Set task: The lines to transcribe begin with the one containing "Target = green rugby sock" and end with the last line below; reproduce them exactly, without the pictures.

Rows from a dataset:
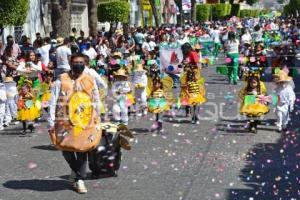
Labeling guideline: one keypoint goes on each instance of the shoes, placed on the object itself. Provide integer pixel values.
(253, 130)
(6, 124)
(80, 187)
(72, 177)
(31, 127)
(145, 112)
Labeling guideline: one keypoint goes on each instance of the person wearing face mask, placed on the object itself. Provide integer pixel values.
(90, 51)
(74, 120)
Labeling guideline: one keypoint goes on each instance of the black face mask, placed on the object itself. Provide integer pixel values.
(78, 68)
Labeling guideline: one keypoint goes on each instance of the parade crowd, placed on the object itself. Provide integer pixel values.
(75, 83)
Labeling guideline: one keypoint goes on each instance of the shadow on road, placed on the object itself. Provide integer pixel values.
(38, 185)
(272, 169)
(45, 147)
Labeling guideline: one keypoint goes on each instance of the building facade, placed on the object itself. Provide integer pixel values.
(39, 19)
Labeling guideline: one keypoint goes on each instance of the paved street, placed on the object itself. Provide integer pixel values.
(217, 159)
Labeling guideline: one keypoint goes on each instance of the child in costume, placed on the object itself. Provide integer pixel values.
(120, 90)
(46, 91)
(157, 102)
(11, 103)
(192, 90)
(3, 100)
(27, 108)
(287, 97)
(251, 106)
(140, 82)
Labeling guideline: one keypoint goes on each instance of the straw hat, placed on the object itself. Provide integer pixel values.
(59, 41)
(170, 69)
(139, 68)
(197, 47)
(282, 76)
(8, 79)
(121, 72)
(239, 25)
(117, 54)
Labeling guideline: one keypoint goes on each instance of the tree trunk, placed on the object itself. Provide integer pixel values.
(154, 11)
(93, 20)
(193, 17)
(61, 17)
(180, 17)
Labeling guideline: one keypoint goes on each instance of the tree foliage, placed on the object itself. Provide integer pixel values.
(116, 11)
(13, 12)
(251, 2)
(292, 7)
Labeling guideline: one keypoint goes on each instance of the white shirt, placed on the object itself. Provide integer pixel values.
(44, 51)
(34, 69)
(62, 57)
(99, 81)
(91, 53)
(215, 34)
(146, 46)
(152, 45)
(246, 39)
(233, 47)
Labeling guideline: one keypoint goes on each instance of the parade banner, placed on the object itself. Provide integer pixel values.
(170, 56)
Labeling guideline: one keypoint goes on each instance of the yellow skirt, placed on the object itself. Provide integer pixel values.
(28, 114)
(102, 107)
(130, 99)
(46, 97)
(158, 105)
(195, 99)
(254, 110)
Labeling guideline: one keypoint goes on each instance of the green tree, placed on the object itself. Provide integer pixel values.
(251, 2)
(115, 11)
(292, 8)
(12, 12)
(154, 11)
(61, 17)
(92, 15)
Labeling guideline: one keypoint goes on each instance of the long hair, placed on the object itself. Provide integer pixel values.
(231, 36)
(248, 88)
(186, 49)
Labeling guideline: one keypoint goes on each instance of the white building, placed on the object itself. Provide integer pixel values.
(39, 19)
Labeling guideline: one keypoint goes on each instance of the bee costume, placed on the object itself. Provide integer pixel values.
(250, 106)
(192, 91)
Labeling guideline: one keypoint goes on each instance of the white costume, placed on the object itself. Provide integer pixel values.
(286, 103)
(11, 107)
(120, 89)
(3, 99)
(140, 81)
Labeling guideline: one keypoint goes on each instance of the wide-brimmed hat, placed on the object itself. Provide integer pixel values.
(8, 79)
(117, 54)
(239, 25)
(170, 69)
(59, 41)
(197, 47)
(282, 76)
(139, 68)
(121, 72)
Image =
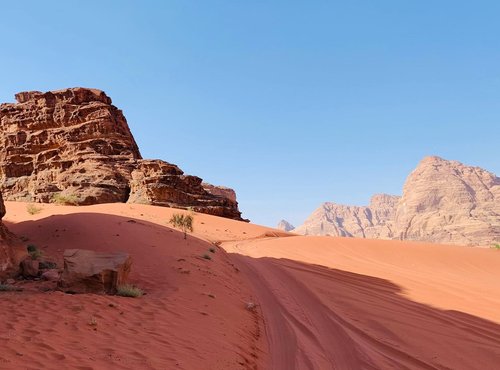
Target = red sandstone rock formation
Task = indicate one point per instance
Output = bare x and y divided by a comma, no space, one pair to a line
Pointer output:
76,144
285,225
448,202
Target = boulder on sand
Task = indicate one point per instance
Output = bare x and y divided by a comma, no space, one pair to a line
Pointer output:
87,271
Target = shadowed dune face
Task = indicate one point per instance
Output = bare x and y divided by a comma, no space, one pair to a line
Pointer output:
322,318
193,313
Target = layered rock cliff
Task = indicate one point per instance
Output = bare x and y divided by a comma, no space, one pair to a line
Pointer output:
443,202
285,225
76,144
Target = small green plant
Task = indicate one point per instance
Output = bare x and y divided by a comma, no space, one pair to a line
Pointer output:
128,290
34,252
183,222
33,209
65,199
93,321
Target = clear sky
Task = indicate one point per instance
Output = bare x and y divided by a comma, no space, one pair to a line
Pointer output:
291,103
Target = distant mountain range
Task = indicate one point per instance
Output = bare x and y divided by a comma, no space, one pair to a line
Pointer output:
443,202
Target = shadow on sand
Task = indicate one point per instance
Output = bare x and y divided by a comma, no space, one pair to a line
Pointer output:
322,318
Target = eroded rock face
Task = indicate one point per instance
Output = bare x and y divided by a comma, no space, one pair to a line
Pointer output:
448,202
11,250
285,225
74,142
443,202
374,221
87,271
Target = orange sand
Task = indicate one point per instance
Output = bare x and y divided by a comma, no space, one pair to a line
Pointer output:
323,303
192,317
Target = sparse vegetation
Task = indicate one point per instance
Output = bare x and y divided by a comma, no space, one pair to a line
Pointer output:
128,290
32,209
34,252
64,199
183,222
250,306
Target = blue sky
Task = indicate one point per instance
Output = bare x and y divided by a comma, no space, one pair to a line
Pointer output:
291,103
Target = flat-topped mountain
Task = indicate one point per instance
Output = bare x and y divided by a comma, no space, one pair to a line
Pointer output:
443,202
74,143
285,225
373,221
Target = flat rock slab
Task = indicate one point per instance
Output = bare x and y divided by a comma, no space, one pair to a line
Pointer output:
87,271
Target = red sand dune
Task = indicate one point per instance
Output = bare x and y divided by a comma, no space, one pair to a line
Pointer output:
323,303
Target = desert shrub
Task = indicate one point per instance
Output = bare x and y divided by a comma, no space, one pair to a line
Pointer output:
128,290
183,222
33,209
34,252
65,199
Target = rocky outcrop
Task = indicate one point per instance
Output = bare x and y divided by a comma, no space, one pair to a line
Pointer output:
12,252
75,143
373,221
443,202
285,225
448,202
220,191
87,271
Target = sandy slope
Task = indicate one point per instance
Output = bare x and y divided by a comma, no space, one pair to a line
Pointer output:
323,303
337,303
193,316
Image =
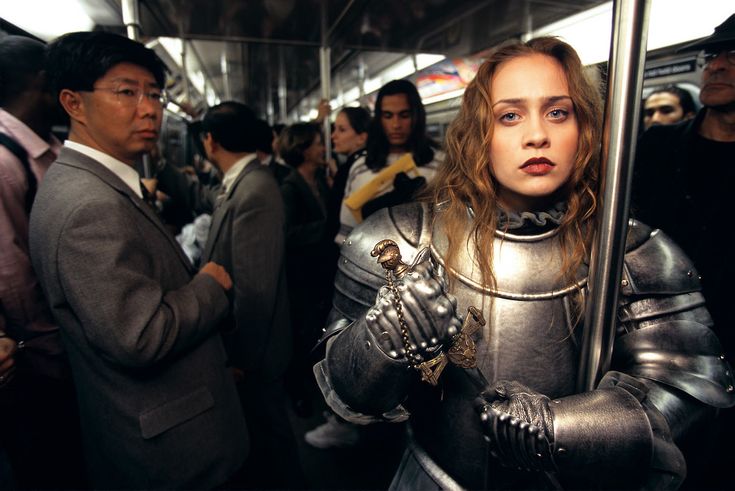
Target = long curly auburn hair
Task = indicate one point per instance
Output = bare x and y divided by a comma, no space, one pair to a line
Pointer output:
466,179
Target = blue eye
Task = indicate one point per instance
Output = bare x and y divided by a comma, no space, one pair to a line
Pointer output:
559,114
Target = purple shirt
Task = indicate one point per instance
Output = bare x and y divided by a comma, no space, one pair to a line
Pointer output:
22,304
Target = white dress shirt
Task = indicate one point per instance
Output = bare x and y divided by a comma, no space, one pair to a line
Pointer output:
122,170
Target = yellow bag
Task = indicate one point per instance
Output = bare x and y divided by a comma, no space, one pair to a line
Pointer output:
380,182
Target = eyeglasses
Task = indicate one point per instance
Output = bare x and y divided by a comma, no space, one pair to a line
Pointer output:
132,96
705,58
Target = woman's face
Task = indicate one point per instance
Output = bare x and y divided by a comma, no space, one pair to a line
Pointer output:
344,138
314,153
535,136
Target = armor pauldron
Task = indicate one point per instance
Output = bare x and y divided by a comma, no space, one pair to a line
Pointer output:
658,266
650,308
589,432
332,329
682,354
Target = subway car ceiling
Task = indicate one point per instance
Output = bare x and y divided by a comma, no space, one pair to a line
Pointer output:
266,53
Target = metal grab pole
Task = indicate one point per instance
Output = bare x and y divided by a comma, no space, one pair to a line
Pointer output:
324,70
630,34
131,18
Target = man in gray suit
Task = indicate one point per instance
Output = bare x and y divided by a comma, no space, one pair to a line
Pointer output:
247,238
158,407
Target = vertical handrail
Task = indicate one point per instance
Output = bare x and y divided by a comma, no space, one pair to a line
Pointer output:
325,72
131,18
620,128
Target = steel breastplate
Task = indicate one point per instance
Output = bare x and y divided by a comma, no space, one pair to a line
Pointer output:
528,337
529,334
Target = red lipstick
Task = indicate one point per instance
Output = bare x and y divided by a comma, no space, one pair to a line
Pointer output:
538,166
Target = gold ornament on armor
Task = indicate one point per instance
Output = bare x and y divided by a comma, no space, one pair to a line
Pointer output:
462,350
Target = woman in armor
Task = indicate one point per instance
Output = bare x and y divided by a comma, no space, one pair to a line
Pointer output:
478,341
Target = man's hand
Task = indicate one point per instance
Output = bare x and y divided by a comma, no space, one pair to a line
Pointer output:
218,273
8,348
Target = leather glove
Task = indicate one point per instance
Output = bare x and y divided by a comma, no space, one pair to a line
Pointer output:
518,424
429,312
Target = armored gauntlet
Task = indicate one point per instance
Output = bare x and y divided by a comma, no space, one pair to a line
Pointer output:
423,318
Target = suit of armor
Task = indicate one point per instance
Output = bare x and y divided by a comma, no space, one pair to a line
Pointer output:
667,372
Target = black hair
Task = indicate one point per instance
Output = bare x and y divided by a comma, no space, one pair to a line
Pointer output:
686,101
359,118
419,143
21,59
232,125
77,60
263,134
294,140
278,128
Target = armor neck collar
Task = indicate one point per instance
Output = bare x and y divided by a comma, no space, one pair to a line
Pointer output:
531,222
528,223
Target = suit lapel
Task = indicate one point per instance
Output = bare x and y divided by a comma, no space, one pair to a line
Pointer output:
76,159
219,214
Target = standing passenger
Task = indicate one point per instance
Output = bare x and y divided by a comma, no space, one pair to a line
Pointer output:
504,242
158,406
400,157
684,175
668,105
39,426
247,238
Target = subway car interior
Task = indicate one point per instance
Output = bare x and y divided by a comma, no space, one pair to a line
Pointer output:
273,54
283,57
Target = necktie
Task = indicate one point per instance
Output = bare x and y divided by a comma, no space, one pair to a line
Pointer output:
220,197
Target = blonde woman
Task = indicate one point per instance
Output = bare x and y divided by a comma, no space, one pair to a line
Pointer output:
498,279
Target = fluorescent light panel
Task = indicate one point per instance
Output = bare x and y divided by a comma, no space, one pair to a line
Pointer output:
46,19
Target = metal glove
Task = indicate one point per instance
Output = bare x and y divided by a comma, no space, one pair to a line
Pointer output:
428,310
518,424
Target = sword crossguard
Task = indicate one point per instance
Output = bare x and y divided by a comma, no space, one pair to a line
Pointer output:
389,257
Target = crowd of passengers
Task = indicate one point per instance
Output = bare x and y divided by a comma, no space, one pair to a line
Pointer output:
160,329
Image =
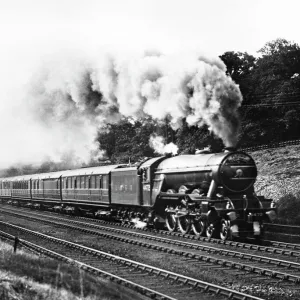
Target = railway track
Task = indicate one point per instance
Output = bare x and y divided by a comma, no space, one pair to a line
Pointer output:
269,266
153,282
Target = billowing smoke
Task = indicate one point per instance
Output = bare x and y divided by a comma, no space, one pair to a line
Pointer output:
70,99
172,88
158,144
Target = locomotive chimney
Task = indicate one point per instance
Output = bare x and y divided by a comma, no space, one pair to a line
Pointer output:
229,149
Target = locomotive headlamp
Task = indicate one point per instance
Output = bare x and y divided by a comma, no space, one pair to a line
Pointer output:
272,215
239,173
232,215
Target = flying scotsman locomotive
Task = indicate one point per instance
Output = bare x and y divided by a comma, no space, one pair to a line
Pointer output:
211,194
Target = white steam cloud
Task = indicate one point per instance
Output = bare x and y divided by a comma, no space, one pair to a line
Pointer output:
70,99
158,144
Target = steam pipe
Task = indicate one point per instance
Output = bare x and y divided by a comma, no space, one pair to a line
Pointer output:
212,189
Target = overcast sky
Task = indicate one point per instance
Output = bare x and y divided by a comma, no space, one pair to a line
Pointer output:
213,26
33,29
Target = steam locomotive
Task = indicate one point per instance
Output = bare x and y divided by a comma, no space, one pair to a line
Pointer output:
211,194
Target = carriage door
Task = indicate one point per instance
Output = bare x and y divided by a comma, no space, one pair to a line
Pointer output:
146,186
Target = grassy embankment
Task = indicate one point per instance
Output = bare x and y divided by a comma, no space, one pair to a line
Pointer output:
279,179
25,276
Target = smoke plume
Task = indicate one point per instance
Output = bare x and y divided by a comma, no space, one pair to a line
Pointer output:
158,144
70,98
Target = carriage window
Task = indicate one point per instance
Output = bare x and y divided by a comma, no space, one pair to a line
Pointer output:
105,182
74,185
98,181
93,182
69,183
82,182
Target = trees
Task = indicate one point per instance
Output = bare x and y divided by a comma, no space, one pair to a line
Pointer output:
277,68
240,67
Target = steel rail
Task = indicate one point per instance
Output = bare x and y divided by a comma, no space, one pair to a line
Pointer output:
191,282
285,251
208,259
95,271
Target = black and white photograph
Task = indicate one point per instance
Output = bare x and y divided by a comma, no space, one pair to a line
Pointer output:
149,150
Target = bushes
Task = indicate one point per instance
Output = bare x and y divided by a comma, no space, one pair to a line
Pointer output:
289,209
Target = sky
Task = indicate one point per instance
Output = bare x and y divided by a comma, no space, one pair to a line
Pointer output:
31,30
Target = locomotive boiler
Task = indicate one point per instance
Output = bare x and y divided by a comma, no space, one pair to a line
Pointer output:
211,194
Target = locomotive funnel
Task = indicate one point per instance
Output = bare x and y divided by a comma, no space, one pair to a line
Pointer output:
229,149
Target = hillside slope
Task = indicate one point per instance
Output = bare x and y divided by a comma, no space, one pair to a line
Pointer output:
278,171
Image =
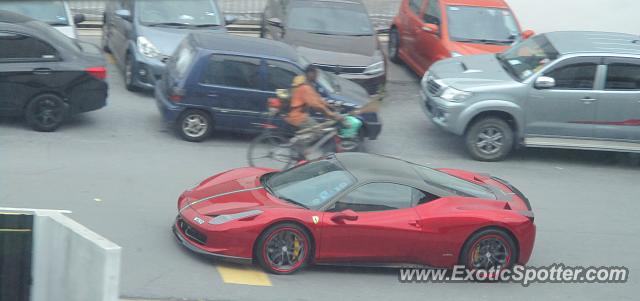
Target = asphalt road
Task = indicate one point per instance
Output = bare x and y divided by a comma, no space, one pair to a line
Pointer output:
121,169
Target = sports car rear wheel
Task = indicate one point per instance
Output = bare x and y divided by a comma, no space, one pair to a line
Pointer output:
283,249
489,250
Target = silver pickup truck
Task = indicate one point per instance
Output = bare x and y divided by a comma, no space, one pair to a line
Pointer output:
578,90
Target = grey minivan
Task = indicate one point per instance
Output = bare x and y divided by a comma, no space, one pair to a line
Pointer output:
142,34
577,90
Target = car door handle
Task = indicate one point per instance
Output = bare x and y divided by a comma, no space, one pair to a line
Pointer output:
415,224
42,71
588,100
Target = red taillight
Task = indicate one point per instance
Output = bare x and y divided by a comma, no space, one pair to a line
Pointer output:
97,72
176,94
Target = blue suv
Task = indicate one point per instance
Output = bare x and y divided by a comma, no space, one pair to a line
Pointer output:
224,81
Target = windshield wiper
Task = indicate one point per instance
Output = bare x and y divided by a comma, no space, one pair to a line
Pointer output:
168,24
207,25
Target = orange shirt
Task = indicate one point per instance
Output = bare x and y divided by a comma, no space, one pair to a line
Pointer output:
304,96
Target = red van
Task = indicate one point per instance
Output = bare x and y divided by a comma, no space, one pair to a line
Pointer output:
426,31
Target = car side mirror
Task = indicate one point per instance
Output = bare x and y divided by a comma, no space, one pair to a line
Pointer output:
79,18
123,14
527,34
229,19
275,22
545,82
431,28
346,215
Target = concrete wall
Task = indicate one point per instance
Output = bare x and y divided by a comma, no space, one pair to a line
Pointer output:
70,262
601,15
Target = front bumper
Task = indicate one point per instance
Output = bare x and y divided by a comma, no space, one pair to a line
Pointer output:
444,114
371,83
184,240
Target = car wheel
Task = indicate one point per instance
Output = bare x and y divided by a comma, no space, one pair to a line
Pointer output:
394,46
194,125
489,139
130,74
489,249
46,112
283,249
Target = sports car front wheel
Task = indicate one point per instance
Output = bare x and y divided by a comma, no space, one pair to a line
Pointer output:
283,249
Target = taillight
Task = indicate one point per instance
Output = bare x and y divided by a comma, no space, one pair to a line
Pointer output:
97,72
176,94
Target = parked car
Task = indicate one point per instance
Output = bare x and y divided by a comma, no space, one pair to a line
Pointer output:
357,209
53,12
426,31
335,35
578,90
225,81
44,75
142,34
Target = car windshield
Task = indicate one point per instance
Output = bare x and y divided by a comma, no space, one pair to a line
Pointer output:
50,12
326,80
525,59
179,13
456,185
482,25
310,185
330,18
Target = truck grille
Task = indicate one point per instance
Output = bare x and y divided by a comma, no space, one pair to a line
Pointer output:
341,69
191,232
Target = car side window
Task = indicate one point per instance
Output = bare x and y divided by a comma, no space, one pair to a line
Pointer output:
280,75
378,197
19,47
432,14
415,6
623,76
233,71
574,77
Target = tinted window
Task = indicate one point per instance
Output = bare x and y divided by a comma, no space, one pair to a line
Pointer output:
233,71
378,197
415,5
453,184
22,47
578,76
623,77
313,184
280,75
432,14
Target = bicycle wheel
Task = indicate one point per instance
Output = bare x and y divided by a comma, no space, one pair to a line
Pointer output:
271,150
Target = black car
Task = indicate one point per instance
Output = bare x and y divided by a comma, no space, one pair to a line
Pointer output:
334,35
143,34
45,76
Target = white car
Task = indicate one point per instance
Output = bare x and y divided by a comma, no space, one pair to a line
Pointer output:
53,12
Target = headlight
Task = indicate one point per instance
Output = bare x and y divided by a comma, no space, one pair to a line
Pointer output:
454,95
221,219
147,48
375,68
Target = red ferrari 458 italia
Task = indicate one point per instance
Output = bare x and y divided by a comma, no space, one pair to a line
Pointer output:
357,209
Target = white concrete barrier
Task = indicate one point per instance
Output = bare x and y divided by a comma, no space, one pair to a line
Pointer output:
70,262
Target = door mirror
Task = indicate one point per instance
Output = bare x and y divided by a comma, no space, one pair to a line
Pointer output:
275,22
347,215
431,28
545,82
124,14
230,19
79,18
527,34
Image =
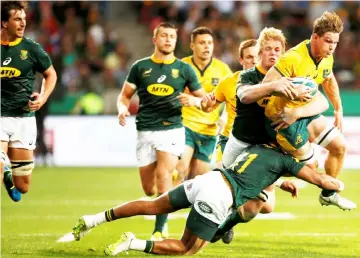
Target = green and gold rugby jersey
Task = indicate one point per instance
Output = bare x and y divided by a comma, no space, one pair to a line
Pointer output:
20,60
249,124
158,83
257,167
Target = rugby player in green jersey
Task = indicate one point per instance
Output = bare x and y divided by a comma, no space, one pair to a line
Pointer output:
21,58
211,197
298,126
159,80
249,125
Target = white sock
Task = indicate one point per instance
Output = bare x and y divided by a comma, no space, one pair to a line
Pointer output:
98,219
137,244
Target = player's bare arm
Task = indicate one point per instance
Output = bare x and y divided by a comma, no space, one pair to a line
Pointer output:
274,84
331,89
47,87
318,105
123,102
321,180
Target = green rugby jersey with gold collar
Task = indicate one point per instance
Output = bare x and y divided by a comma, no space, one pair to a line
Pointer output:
158,83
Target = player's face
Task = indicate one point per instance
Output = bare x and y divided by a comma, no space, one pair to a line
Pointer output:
203,46
249,57
270,53
165,40
326,44
16,24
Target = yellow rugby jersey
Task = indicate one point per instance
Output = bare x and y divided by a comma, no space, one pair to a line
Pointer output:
298,62
226,91
193,118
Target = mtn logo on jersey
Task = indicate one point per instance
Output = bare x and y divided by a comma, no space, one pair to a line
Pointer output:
9,72
160,89
7,61
175,73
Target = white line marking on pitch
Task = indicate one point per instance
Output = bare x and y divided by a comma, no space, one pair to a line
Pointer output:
271,216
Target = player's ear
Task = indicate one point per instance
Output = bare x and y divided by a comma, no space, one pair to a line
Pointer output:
192,45
4,24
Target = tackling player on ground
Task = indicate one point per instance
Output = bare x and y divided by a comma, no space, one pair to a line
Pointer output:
210,196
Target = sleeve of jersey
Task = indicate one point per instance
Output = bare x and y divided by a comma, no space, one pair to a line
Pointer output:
227,70
287,64
192,81
292,165
219,91
133,75
245,78
43,60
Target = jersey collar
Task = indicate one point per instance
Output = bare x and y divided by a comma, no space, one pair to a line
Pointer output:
12,43
309,51
261,70
197,67
158,61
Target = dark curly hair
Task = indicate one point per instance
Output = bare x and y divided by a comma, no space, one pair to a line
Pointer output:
7,6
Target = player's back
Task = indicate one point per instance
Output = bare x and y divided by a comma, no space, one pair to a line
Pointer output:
257,167
298,62
20,60
193,118
249,125
226,91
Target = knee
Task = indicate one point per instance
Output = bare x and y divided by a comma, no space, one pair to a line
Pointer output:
339,148
149,190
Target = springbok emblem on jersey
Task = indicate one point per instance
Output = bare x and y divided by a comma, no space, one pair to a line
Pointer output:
23,54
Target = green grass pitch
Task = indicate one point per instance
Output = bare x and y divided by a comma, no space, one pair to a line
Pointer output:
59,196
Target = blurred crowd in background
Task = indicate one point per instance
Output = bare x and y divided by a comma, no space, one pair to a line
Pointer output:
92,59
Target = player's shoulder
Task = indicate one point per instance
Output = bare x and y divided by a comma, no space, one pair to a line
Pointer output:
230,79
143,60
187,59
297,52
248,73
218,62
30,43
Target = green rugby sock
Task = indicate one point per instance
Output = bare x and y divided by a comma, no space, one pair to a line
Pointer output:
160,222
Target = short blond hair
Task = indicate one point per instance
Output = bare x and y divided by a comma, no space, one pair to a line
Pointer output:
246,44
271,34
328,22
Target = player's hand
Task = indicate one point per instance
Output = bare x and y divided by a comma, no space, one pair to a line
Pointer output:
123,113
290,186
338,120
286,118
209,100
285,87
36,101
186,99
305,95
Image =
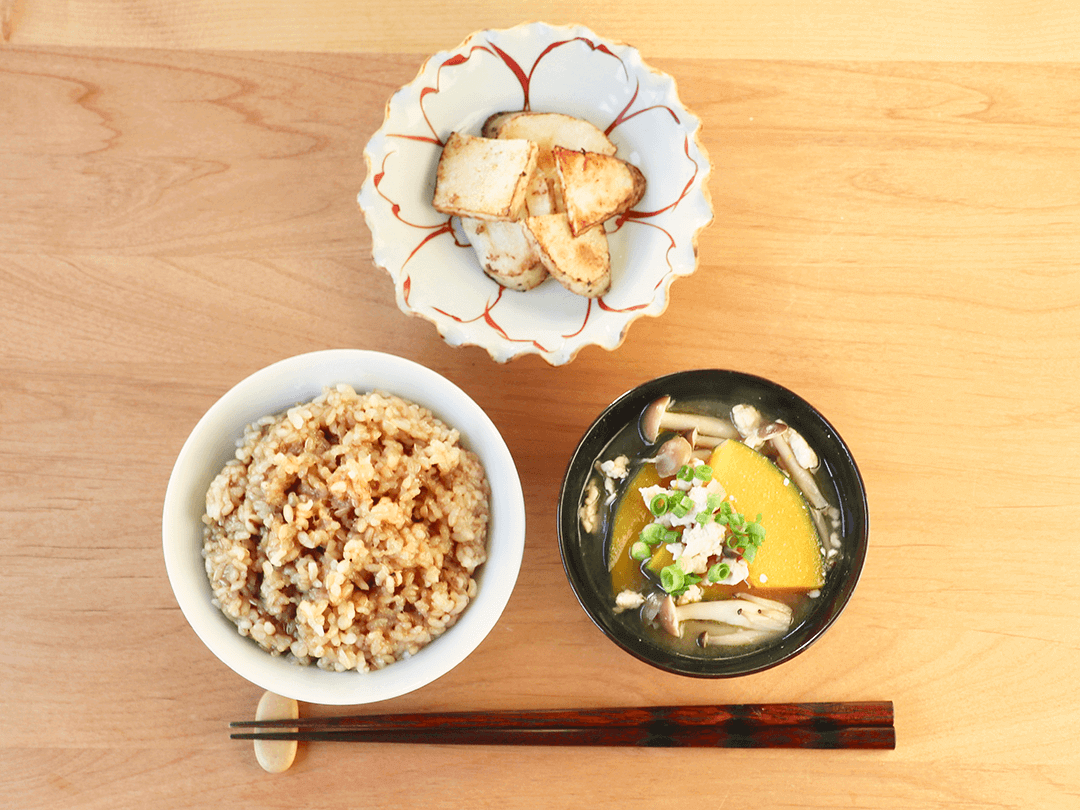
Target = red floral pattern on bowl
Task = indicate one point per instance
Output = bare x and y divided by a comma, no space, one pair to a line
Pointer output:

The response:
Target = green rugby sock
Task = indicate one point per instance
Output = bare x and y divided by a comma, no space, one pair to a line
Pointer output:
160,222
Target = short blond hair
Task = indicate one point per instance
Output = bare x and y divided by a comma, no space, one pair to a line
Pointer output:
246,44
271,34
328,22
Target = player's hand
Task = indicate one point per instance
Output = bare x and y divided by a comma, no space, one pair to a line
Pointer output:
123,113
290,186
338,120
286,118
209,100
285,87
36,101
186,99
305,95
Image =
Target = red floral pattern on bowl
Task = indicate one point per instance
Output = bare x and y divided by a comma, no space, one pair to a line
Pointer output:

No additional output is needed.